### ÉNONCÉ ÉCRIT 1
Dans les entrées, recopie les lignes situées entre celle qui contient "Annotate the sheet" et celle qui contient "Annotate the eyeglasses", incluses, en remplaçant "single point" par "single marker". Ne modifie rien d'autre.

### BLOC DE TEXTE
┌────────
La lecture du Maître ignorant de Jacques Rancière (1987) a constitué un véritable bouleversement intellectuel dans ma façon d’appréhender l’enseignement. Ce texte philosophique atypique met en lumière la figure oubliée de Joseph Jacotot, enseignant du XIXe siècle, qui fit une découverte pédagogique révolutionnaire : l’égalité des intelligences. À partir d’une expérience fortuite, il affirma que l’explication – pierre angulaire de la pédagogie traditionnelle – n’était pas nécessaire pour apprendre. Cette remise en cause du rôle de l’enseignant ouvre une réflexion politique plus vaste sur les rapports de pouvoir, la société et la possibilité d’émancipation.
L’expérience fondatrice de Jacotot : une pédagogie sans explication
Enseignant le français à Louvain, sans parler un mot de flamand, Jacotot proposa à ses étudiants néerlandophones d’apprendre la langue en lisant Télémaque de Fénelon en édition bilingue. Contre toute attente, ils réussirent à en produire des analyses tout à fait pertinentes et ce, sans intervention explicative de leur professeur. Cet événement transforma radicalement sa conception de l’enseignement : on pouvait apprendre sans qu’un maître n’explique.
Dans son ouvrage, Rancière se saisit de cette expérience pour démontrer que l’intelligence n’est pas le monopole de quelques-uns, mais incarne une capacité universelle. La véritable révolution n’est donc pas seulement pédagogique : elle est politique au sens étymologique du terme. L’école pourrait jouer un rôle d’émancipation si elle acceptait de postuler l’égalité, non comme un objectif lointain, mais comme un principe de départ.
└────────
### ÉNONCÉ ÉCRIT 2
D'après le texte sur Le Maître ignorant, quel livre Jacotot fit-il lire à ses étudiants pour qu'ils apprennent le français ?

### LES DONNÉES
┌────────
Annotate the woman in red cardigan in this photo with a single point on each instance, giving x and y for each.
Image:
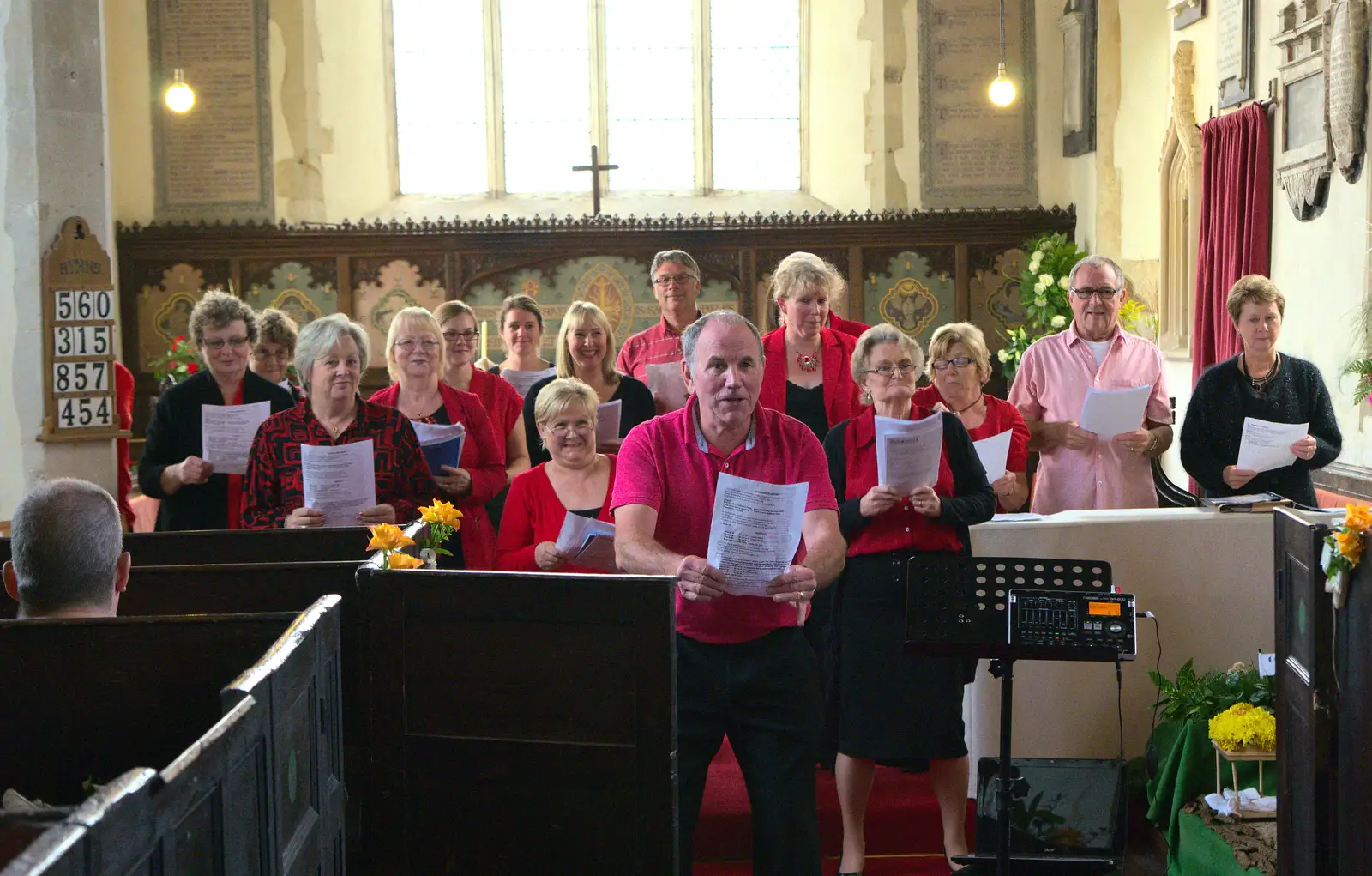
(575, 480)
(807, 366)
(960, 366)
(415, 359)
└────────
┌────────
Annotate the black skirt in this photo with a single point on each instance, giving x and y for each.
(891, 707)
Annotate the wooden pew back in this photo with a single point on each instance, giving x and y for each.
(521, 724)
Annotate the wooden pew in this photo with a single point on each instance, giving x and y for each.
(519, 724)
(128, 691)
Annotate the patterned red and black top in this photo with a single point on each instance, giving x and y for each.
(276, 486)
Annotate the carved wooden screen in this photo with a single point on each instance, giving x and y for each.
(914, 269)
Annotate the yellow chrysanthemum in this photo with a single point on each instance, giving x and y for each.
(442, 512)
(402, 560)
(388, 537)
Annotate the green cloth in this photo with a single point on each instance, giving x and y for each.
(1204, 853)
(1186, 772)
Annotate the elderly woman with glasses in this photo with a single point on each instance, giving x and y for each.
└────────
┌────────
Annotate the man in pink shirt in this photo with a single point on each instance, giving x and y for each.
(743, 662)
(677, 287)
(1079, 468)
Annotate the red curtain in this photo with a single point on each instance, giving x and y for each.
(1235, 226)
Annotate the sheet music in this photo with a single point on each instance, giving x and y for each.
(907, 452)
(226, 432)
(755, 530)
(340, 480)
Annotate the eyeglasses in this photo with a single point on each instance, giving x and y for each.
└────────
### RÉSULTAT FINAL 1
Annotate the sheet music in this photo with a single marker on each instance, giving x and y for each.
(907, 452)
(226, 432)
(755, 530)
(340, 480)
Annotate the eyeglasses in this photo with a single marker on each instance, giving x and y for each.

### RÉSULTAT FINAL 2
Télémaque de Fénelon, en édition bilingue.